#### [Objective]
List each line of the items below that contains the string "parking".

## start Data lines

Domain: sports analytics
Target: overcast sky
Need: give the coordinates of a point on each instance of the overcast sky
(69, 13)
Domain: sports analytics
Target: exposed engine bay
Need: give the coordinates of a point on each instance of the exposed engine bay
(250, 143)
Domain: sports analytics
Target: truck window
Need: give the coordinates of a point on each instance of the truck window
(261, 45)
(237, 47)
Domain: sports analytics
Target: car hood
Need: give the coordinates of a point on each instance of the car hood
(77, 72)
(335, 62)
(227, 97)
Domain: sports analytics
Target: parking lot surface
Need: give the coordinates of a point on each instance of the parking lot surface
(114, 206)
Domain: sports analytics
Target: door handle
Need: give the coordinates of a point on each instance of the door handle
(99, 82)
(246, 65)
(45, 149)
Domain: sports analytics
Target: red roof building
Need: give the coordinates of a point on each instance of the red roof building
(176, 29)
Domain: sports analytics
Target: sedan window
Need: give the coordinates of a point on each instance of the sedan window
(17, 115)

## end Data lines

#### [Solution below]
Target: parking lot surface
Need: give the coordinates of a point on each instance of the parking lot surface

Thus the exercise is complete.